» **RECORD EXCERPTS**:
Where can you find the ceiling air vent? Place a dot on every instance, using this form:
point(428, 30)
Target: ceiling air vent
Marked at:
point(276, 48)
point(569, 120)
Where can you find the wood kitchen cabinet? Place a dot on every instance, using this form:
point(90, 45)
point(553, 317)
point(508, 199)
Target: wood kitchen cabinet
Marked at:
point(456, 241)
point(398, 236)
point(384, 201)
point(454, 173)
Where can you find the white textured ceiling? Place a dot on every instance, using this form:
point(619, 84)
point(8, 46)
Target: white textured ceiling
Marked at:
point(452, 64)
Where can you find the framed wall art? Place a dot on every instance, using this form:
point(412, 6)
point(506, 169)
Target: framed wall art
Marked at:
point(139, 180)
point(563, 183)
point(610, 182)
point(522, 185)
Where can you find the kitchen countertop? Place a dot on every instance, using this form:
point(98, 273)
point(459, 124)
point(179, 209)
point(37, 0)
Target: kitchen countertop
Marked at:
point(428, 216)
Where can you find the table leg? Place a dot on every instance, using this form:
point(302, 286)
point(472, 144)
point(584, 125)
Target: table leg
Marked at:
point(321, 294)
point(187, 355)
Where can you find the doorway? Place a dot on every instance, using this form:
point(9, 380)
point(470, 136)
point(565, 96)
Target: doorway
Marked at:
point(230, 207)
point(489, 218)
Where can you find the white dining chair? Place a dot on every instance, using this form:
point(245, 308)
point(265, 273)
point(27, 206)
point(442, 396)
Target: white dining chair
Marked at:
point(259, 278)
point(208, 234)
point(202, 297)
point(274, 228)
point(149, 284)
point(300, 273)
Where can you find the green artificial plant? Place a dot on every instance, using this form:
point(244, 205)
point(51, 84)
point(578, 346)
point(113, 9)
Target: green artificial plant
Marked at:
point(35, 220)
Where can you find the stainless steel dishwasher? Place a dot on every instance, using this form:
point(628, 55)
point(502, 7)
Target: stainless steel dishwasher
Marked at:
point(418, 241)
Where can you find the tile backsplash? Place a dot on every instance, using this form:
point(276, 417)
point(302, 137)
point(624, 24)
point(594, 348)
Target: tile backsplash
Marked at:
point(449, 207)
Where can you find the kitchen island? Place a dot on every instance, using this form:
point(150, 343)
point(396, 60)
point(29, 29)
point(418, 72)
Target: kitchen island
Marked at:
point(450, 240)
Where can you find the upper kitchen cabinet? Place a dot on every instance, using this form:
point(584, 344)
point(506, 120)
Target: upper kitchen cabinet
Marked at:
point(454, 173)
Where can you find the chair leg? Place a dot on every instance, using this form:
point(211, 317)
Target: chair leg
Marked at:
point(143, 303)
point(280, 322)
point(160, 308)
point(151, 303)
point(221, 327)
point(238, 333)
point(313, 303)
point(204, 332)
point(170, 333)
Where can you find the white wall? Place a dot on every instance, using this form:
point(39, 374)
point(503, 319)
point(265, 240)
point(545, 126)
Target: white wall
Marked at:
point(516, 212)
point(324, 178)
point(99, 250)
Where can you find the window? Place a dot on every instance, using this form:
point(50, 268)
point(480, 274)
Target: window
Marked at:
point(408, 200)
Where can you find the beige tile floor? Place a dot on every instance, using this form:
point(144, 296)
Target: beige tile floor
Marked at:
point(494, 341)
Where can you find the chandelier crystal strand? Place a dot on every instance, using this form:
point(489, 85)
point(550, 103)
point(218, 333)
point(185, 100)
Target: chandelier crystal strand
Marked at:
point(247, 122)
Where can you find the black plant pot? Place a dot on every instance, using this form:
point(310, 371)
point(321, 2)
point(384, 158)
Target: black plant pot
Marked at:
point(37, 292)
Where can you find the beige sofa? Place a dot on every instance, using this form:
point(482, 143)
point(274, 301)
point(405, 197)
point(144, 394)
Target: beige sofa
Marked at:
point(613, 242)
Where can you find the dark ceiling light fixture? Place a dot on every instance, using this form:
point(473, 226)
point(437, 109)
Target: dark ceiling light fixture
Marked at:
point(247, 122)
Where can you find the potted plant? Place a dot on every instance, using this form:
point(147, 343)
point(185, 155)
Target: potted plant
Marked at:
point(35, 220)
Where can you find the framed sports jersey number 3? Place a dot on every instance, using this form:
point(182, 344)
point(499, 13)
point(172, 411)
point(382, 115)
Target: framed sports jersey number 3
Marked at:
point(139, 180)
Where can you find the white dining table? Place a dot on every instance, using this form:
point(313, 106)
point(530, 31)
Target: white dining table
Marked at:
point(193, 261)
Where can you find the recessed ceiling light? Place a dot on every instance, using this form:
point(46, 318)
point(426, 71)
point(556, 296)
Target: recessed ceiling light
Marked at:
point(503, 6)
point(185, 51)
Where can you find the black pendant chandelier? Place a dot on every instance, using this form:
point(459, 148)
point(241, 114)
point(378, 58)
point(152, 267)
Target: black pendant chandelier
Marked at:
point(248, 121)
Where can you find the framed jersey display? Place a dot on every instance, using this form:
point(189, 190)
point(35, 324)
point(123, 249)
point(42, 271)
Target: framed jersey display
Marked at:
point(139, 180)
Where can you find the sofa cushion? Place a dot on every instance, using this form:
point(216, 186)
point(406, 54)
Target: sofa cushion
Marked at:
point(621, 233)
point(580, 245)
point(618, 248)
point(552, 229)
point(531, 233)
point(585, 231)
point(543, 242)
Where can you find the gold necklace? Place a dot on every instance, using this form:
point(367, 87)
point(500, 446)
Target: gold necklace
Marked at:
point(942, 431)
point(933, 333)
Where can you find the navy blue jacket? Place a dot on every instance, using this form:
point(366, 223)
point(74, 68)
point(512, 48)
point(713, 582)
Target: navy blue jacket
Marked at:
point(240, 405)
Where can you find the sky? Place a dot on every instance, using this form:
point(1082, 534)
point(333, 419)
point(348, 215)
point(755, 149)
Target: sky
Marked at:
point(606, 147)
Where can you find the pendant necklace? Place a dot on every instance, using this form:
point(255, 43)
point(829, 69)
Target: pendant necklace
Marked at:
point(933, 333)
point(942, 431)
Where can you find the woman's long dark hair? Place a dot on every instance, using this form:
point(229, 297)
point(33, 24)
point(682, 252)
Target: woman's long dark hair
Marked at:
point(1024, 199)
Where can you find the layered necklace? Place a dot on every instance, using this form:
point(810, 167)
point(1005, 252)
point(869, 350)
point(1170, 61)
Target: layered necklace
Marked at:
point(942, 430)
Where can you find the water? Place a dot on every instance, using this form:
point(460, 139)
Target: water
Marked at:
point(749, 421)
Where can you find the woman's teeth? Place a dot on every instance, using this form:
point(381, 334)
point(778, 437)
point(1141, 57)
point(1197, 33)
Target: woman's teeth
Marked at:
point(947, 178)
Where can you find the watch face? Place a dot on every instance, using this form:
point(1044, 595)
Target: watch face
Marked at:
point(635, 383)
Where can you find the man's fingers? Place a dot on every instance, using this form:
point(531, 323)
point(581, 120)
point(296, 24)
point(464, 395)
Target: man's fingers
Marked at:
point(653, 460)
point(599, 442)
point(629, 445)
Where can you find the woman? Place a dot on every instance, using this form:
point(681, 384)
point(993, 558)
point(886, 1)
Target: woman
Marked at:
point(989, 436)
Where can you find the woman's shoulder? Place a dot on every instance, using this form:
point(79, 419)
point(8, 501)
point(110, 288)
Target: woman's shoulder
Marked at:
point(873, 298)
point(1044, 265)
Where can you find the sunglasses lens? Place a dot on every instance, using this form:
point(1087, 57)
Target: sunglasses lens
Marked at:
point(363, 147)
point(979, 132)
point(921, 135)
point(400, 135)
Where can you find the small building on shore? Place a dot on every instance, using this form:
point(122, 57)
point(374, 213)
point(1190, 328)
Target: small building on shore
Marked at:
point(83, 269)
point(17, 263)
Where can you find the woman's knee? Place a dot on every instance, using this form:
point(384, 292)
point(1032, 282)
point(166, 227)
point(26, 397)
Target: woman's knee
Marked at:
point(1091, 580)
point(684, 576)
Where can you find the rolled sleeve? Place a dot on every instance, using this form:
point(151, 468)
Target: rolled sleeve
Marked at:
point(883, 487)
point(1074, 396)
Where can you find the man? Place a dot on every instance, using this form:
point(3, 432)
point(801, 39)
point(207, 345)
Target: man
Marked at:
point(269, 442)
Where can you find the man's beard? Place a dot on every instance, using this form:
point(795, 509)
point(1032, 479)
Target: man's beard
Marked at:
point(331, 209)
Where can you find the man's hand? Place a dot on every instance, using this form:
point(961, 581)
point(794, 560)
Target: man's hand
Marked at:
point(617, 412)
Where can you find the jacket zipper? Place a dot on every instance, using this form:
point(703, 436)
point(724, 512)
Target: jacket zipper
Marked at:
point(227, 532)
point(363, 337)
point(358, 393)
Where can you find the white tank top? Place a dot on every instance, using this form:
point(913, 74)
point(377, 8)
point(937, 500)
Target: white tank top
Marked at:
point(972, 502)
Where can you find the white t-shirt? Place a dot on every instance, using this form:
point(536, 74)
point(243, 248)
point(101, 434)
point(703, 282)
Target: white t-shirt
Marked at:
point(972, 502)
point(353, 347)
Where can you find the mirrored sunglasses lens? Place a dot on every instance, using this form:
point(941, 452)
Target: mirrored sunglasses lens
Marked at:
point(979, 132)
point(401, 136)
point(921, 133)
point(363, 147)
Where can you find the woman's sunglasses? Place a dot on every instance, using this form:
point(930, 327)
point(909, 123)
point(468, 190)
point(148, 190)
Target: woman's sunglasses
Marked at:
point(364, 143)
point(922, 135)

» **DESCRIPTION OF THE TASK**: Could you repeat exactly the lines in the listing above from the one with "point(472, 144)" down to the one with "point(578, 346)"? Include both of those lines.

» **RESPONSE**:
point(472, 144)
point(584, 125)
Target: table leg
Marked at:
point(321, 294)
point(187, 355)
Where can you find the doorway? Place a dot on every instance, using this form:
point(9, 380)
point(470, 136)
point(565, 96)
Target: doorway
Marked at:
point(230, 207)
point(489, 218)
Where can you find the white dining chair? Place a dot on every instance, using this form:
point(245, 308)
point(265, 273)
point(27, 206)
point(442, 396)
Target: white dining chair
Marked at:
point(259, 278)
point(208, 234)
point(202, 297)
point(274, 228)
point(149, 284)
point(300, 273)
Where can you find the green artificial plant? Place a dot on every instance, using this form:
point(244, 205)
point(51, 84)
point(578, 346)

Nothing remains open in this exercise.